Two Shows Closing This Weekend
Two shows in NYC I really liked close on February 25. On the face of it they’re both arch-Conceptualism. Yet both employ idiosyncratic systems with aims so quixotic or impenetrable that their work exposes a personal, idiosyncratic element that ends up complicating a lot of conceptual art.
(1) Luis Camnitzer at Alexander Gray. The 85-year-old artist has wallpapered the gallery with section A–Cosmopolite of a mad project to annotate the entirety of Webster’s unabridged dictionary using Google Maps. Here and there on the page, Camnizter intersperses cartographic slivers related to the words being defined. Boll weevil, for example, is accompanied by a map with a pinned location designated as US Boll Weevil Eradication, outside Chatanooga, Tennessee. Catso, a word for “rogue” or “cheat,” appears with an unidentifiably tight mapping of an acronymed entity called CATSO, just off an unknown body of water. There’s something logical yet crazy and also poetic about cross-referencing an apparatus that claims to contain a whole language with one that that claims to contain the whole world. But it’s also fun, just like it’s fun to flip through a dictionary or an atlas.

# DATASET
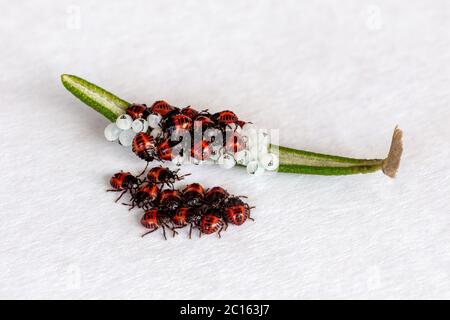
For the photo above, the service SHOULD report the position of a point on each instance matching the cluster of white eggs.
(256, 156)
(125, 128)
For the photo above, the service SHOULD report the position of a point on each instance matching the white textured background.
(334, 76)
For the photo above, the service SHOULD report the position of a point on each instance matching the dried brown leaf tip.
(392, 162)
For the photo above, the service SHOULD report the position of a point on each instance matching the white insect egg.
(156, 132)
(126, 137)
(124, 122)
(139, 125)
(232, 126)
(154, 120)
(254, 152)
(216, 152)
(112, 132)
(242, 157)
(248, 127)
(178, 160)
(196, 161)
(269, 161)
(226, 161)
(254, 168)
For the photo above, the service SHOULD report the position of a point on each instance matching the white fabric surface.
(333, 76)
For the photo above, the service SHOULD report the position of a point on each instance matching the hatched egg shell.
(254, 168)
(139, 125)
(154, 120)
(124, 121)
(126, 137)
(226, 161)
(269, 161)
(112, 132)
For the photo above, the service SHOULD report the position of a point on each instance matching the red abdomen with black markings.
(161, 107)
(211, 223)
(147, 192)
(236, 214)
(121, 180)
(181, 217)
(193, 194)
(144, 146)
(150, 219)
(225, 117)
(136, 111)
(216, 195)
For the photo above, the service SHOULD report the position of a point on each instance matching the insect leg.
(148, 232)
(125, 191)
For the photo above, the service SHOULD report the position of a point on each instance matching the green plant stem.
(291, 160)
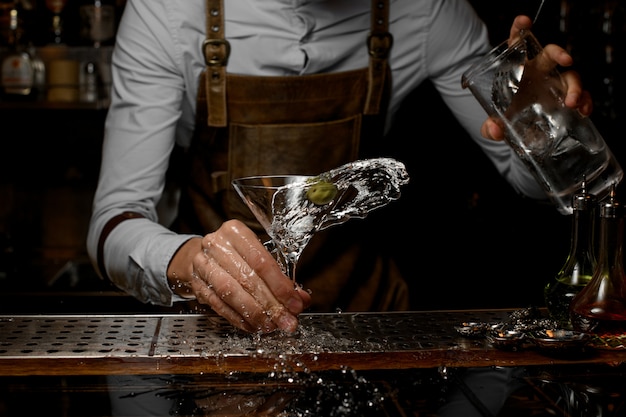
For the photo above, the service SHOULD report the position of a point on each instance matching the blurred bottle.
(98, 22)
(89, 83)
(600, 307)
(580, 262)
(22, 71)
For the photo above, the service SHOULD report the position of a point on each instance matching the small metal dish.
(505, 339)
(472, 329)
(559, 339)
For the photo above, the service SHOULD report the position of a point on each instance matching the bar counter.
(201, 343)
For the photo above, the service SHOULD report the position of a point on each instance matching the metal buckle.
(215, 59)
(383, 43)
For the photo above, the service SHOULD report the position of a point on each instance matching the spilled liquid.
(361, 186)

# INSTRUCTIONS TO FOLLOW
Transcribe word for word the part of the text on two shows closing this weekend that runs from "Two Shows Closing" up to and including "of conceptual art.".

# EXERCISE ANSWER
Two Shows Closing This Weekend
Two shows in NYC I really liked close on February 25. On the face of it they’re both arch-Conceptualism. Yet both employ idiosyncratic systems with aims so quixotic or impenetrable that their work exposes a personal, idiosyncratic element that ends up complicating a lot of conceptual art.